** begin Document passage **

**46.4****
****K-Means Clustering** (.NET, C#, CSharp, VB, Visual Basic, F#)

The *k*-means clustering
method assigns data points into *k*
groups such that the sum of squares from points to the computed cluster
centers is minimized. In **NMath Stats**,
class **KMeansClustering**
performs *k*-means clustering.

The algorithm used is that of Hartigan and Wong (*A K-means clustering algorithm*. Applied
Statistics 28, 100–108. 1979):

**1.**** **For
each point, move it to another cluster if that would lower the sum of
squares from points to the computed cluster centers.

**2.**** **If a
point is moved, immediately update the cluster centers of the two affected
clusters.

**3.**** **Repeat
until no points are moved, or the specified maximum number of iterations
is reached.

** end Document passage **

Given instruction
Write the next part of the k-means clustering documentation, starting after its third algorithm step.

** begin Given material **

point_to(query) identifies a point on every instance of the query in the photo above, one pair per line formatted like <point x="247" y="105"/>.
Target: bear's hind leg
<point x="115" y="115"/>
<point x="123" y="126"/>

** end Given material **

Output for this task
**Creating KMeansClustering
Objects**

A **KMeansClustering**
instance is constructed from a matrix or a dataframe containing numeric
data. Each row in the data set represents an object to be clustered.

Code Example – C# k-means clustering

var km = new KMeansClustering( data );

Code Example – VB k-means clustering

Dim KM As New KMeansClustering(Data)

After construction, you can retrieve information about
the **KMeansClustering**
data using the provided properties:

● N gets the total number of objects being clustered.

● Data gets and set the data matrix

Iteration stops when either clustering stabilizes, or the maximum number of iterations is reached. You can specify the maximum number of iterations in several ways:

● The static
DefaultMaxIterations property gets and sets
the default maximum number of iterations for instances of **KMeansClustering**. (Initially set to 1000.)

● You can
specify a non-default maximum in the **KMeansClustering**
constructor. For instance:

var km = new KMeansClustering( data, 100 );

● The MaxIterations property gets and sets the maximum
number of iterations on an existing **KMeansClustering**
instance.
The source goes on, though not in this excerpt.